Your goal:
Your task is to transcribe the entries below exactly, beginning with the line containing "the white balcony" and ending with the final line, and to add nothing else.

--- Start Supplied material ---

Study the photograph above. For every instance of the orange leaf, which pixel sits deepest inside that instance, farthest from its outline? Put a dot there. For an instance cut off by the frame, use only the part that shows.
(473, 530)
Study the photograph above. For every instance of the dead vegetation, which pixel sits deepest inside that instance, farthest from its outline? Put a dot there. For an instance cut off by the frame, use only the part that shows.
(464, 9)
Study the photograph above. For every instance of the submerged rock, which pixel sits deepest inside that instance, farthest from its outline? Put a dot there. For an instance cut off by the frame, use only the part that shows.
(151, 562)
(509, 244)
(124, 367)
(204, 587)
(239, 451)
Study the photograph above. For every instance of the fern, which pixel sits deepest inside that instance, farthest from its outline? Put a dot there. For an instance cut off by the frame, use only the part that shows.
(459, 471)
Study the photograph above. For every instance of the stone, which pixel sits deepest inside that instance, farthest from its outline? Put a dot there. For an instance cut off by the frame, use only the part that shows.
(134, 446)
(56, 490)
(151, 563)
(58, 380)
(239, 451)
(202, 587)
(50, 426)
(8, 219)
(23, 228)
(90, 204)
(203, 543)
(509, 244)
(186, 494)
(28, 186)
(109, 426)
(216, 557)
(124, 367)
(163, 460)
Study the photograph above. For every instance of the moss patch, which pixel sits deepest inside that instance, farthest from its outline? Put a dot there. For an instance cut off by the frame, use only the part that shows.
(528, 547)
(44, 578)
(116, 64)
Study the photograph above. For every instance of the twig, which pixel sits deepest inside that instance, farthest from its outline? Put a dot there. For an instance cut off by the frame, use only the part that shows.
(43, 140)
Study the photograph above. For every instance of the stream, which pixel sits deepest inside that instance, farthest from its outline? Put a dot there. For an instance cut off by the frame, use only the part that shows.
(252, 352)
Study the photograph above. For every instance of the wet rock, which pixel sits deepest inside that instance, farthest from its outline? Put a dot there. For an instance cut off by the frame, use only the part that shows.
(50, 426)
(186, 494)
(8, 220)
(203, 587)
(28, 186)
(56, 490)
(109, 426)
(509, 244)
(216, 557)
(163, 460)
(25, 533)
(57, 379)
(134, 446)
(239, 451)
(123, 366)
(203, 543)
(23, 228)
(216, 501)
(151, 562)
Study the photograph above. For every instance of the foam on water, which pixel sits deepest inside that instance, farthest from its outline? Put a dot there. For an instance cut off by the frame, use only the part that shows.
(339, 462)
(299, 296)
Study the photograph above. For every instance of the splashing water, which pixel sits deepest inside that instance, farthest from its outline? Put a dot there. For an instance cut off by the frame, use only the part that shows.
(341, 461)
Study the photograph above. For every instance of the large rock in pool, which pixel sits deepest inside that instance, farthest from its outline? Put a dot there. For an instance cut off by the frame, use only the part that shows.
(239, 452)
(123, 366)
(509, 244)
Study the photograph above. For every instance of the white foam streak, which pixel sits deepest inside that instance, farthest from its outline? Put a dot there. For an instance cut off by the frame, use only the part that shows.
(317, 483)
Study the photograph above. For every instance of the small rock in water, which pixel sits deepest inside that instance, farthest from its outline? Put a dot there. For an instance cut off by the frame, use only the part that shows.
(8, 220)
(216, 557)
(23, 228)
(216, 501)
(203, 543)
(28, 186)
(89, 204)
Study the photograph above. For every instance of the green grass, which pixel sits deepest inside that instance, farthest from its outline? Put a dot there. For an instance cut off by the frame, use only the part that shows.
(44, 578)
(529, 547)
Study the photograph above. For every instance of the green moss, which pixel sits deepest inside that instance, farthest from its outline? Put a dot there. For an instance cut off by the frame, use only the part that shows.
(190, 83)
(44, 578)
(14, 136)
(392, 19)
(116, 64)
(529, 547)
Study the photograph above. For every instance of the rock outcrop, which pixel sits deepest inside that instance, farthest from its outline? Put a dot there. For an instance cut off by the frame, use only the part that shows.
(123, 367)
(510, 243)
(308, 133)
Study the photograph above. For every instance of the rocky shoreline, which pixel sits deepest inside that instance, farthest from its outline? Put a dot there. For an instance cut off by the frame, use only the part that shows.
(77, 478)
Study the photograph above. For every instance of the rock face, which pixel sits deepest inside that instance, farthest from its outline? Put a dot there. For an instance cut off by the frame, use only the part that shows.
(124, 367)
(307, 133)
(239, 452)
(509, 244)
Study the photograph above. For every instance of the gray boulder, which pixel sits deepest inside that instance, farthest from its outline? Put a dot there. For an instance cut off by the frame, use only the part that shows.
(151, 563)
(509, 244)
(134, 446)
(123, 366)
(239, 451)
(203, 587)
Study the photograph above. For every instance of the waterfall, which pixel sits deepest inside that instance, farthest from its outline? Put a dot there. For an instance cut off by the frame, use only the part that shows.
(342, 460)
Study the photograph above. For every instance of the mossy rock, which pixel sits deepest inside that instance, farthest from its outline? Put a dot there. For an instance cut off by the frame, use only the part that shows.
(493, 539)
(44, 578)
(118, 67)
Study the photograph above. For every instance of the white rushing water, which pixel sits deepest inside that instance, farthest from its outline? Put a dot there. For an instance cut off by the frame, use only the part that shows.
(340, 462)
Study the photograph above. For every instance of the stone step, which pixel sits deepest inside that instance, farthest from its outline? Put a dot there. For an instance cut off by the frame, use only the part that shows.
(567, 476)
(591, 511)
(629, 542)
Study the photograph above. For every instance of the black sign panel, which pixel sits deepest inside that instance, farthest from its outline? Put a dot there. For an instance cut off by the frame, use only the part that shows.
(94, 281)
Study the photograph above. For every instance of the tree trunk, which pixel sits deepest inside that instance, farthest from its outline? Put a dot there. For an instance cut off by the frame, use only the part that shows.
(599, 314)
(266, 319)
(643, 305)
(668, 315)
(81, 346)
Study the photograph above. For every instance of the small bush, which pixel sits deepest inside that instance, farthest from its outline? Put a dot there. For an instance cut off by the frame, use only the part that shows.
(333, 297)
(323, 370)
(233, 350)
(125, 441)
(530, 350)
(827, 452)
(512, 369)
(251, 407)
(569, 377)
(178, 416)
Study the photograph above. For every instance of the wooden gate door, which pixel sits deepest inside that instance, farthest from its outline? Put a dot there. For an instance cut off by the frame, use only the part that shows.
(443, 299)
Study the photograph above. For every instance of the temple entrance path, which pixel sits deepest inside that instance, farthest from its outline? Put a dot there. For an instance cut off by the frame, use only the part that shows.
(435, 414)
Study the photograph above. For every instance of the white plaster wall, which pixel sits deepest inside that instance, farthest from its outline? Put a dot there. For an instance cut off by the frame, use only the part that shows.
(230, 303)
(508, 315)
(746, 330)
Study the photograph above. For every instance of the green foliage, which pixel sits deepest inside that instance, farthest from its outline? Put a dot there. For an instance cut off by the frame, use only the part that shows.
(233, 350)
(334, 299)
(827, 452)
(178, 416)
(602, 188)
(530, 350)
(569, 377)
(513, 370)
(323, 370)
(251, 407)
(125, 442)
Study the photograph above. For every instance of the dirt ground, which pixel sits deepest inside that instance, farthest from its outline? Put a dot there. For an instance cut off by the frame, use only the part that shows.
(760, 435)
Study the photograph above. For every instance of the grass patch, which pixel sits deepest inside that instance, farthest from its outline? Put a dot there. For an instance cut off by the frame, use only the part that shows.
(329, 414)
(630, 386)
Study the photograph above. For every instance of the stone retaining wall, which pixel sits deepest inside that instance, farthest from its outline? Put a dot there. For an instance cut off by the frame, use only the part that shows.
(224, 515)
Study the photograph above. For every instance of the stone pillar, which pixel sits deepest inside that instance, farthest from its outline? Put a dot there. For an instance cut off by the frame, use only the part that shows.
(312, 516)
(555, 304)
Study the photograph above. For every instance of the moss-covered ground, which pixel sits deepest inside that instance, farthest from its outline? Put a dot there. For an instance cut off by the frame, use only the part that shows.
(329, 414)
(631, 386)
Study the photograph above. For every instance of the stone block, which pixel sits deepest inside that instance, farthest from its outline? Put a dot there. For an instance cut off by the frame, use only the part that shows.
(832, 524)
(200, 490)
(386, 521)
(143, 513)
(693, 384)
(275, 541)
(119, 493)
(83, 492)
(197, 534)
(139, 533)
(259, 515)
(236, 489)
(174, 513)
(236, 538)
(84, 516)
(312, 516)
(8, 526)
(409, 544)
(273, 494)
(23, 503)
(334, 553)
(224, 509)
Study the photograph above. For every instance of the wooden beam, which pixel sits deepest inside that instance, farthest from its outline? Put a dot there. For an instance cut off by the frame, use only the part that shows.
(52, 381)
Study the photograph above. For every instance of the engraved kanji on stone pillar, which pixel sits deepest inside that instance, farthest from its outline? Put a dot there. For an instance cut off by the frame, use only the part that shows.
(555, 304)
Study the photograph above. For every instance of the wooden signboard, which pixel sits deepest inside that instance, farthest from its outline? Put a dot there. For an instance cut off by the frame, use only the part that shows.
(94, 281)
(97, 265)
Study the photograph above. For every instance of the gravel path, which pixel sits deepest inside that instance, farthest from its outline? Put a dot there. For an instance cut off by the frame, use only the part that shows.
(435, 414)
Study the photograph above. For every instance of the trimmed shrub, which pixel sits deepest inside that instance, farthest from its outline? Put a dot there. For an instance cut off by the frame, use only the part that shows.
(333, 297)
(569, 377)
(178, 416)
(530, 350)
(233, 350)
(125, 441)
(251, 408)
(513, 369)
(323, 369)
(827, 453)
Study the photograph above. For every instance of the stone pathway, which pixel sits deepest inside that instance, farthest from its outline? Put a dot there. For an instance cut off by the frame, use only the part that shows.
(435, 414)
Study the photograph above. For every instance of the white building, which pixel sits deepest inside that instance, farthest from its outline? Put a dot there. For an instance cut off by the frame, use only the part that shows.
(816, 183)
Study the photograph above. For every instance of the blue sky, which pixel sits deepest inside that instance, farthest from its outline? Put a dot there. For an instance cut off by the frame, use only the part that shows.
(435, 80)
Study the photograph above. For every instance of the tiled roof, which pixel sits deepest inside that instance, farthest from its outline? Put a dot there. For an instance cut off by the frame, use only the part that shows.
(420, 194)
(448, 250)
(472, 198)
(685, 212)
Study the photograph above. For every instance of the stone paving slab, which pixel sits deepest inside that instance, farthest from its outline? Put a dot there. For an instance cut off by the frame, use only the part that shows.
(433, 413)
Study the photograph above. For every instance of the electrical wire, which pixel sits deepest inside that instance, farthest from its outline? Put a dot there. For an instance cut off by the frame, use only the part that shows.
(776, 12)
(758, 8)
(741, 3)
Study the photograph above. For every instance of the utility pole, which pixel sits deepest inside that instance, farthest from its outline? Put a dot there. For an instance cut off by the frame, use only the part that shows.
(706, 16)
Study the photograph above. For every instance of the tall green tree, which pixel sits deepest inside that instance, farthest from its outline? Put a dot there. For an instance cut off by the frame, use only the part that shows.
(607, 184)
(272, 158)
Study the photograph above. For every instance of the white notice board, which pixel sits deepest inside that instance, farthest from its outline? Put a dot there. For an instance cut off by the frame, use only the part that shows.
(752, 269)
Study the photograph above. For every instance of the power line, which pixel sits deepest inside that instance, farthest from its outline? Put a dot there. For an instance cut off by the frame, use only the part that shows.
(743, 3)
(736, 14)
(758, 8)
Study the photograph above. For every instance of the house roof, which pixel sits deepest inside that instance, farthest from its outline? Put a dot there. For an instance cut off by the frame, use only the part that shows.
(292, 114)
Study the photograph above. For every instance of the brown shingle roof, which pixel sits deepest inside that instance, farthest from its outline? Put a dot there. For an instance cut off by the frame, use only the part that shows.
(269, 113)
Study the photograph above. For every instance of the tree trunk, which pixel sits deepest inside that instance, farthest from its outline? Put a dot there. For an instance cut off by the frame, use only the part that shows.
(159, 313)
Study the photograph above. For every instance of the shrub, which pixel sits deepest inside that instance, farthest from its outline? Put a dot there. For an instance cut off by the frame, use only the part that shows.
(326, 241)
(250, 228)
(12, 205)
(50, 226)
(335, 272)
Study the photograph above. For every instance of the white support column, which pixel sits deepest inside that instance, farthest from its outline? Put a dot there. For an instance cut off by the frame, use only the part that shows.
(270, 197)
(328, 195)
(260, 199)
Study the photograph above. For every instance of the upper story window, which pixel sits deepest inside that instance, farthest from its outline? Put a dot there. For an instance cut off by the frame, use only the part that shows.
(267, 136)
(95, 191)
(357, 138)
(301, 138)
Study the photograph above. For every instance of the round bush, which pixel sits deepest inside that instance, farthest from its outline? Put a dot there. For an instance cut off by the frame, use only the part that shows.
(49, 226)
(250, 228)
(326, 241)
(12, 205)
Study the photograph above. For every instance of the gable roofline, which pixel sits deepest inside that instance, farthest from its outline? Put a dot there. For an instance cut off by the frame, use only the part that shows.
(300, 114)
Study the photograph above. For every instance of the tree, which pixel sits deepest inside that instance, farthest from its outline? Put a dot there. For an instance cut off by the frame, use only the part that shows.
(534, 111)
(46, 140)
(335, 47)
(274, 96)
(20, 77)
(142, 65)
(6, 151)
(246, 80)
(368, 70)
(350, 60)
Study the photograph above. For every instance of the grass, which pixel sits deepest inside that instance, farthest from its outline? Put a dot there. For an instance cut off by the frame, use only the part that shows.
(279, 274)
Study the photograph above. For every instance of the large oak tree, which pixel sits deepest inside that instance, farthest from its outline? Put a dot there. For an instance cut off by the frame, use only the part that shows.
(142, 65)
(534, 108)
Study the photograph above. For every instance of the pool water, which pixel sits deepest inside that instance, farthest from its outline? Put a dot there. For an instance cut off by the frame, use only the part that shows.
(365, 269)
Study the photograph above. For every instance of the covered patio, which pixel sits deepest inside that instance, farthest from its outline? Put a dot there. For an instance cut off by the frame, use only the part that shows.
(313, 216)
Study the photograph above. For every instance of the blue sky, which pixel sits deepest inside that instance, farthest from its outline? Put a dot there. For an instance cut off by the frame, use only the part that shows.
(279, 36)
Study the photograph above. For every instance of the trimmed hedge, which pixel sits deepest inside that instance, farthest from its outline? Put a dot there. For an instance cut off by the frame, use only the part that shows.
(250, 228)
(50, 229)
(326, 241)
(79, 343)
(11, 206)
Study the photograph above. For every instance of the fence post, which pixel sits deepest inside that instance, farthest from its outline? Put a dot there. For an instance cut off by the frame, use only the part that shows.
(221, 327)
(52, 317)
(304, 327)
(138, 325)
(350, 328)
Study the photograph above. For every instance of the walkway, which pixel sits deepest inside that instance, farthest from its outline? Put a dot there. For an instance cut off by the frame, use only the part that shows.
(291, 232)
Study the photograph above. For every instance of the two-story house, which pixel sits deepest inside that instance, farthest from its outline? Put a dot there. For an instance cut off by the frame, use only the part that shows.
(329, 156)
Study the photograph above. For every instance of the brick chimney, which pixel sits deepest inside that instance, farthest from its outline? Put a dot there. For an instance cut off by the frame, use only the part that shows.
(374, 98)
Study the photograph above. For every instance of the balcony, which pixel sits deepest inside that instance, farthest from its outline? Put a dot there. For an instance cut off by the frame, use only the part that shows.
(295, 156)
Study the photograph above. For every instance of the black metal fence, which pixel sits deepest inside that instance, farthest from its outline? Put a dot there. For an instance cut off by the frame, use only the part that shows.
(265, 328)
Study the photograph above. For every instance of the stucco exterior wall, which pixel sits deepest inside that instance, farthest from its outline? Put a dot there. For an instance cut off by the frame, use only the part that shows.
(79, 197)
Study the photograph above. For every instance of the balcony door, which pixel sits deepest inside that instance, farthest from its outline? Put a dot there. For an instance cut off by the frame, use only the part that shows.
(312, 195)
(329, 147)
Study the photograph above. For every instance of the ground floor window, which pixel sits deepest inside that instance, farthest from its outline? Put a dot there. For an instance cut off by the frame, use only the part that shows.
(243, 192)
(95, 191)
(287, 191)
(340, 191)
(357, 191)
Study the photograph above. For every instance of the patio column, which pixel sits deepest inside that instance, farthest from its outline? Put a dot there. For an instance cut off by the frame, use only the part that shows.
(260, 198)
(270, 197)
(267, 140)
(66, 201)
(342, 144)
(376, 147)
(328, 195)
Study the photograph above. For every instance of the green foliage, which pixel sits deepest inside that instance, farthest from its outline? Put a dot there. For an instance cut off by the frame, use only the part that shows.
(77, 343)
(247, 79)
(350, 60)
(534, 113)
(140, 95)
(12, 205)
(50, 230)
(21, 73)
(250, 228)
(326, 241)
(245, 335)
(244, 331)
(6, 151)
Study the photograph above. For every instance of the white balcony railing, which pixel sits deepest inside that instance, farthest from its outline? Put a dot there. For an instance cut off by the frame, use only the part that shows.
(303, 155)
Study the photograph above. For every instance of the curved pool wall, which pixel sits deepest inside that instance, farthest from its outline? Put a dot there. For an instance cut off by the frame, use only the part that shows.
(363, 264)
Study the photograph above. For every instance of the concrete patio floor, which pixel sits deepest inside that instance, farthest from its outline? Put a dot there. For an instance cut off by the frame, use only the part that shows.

--- End Supplied material ---

Worked answer:
Study the photograph above. For every instance of the white balcony railing, which pixel sits deepest inside that instance, farthest from its outline? Put a dot there. For an instance cut off by the frame, use only the part that shows.
(303, 155)
Study the photograph above. For every instance of the curved pool wall, which pixel sits deepest inside that instance, farthest from its outline? Put a dot there. For an instance cut off by the frame, use only the part that shows.
(363, 264)
Study the photograph above. For every instance of the concrete patio floor, which pixel sits deepest inside that instance, farthest from its outline? Put a dot there. For an instance cut off by the frame, use only the part that shows.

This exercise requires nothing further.